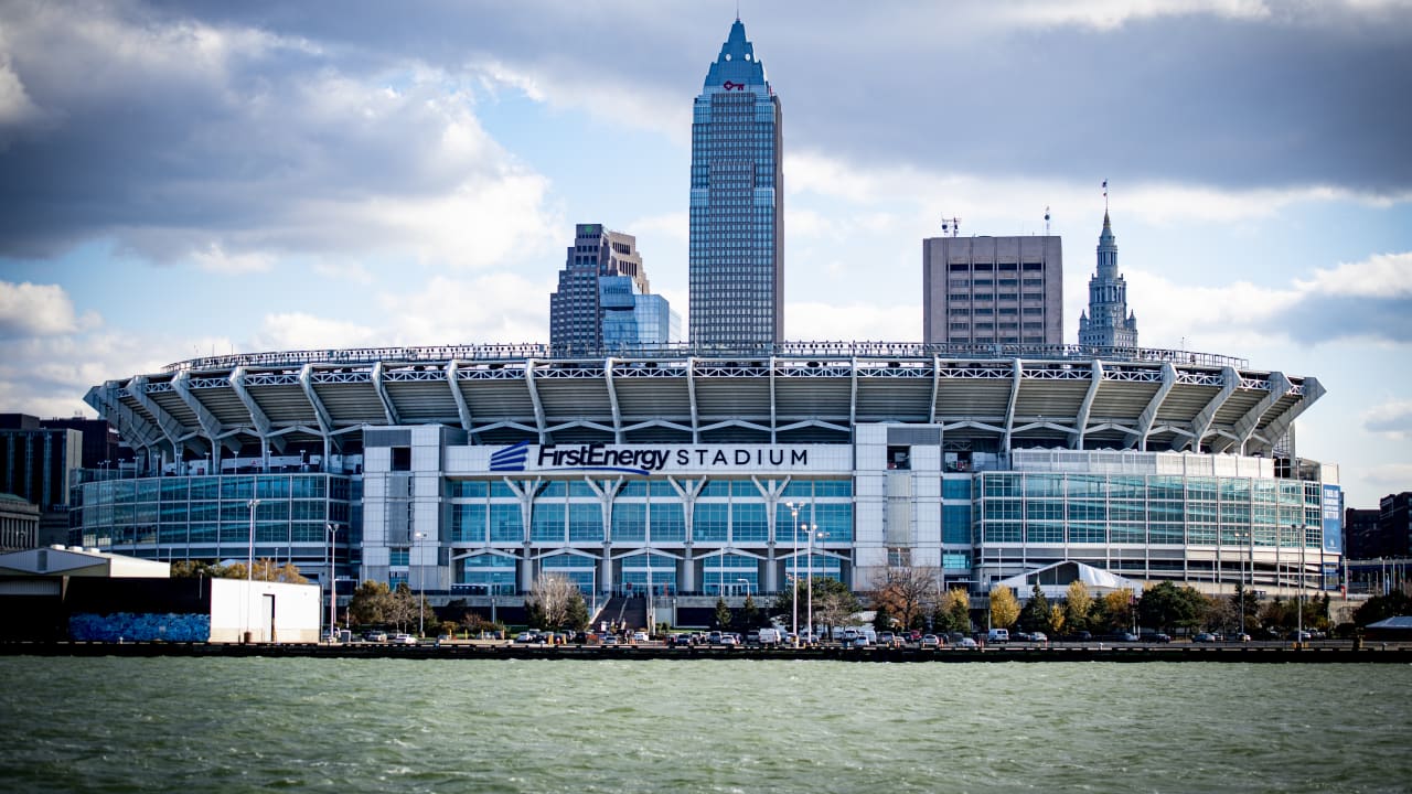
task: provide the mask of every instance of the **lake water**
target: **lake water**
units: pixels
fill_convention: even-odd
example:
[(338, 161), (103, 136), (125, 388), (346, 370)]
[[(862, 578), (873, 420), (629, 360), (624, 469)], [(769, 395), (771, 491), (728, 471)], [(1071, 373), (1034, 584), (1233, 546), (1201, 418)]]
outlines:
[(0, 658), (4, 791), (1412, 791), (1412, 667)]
──────
*Yazılı Talep*
Yukarıdaki materyalde yer alan bütün satırları birebir kopyalayın, resimleri ise yanıta almayın.

*Yazılı Yanıt*
task: provide the mask of every instance of the **lake water**
target: **lake water**
units: pixels
fill_convention: even-odd
example:
[(338, 161), (103, 136), (125, 388), (346, 370)]
[[(862, 578), (873, 420), (629, 360), (624, 469)], [(769, 395), (771, 491), (728, 471)], [(1071, 373), (1034, 584), (1233, 546), (1201, 418)]]
outlines:
[(0, 658), (4, 791), (1412, 791), (1412, 667)]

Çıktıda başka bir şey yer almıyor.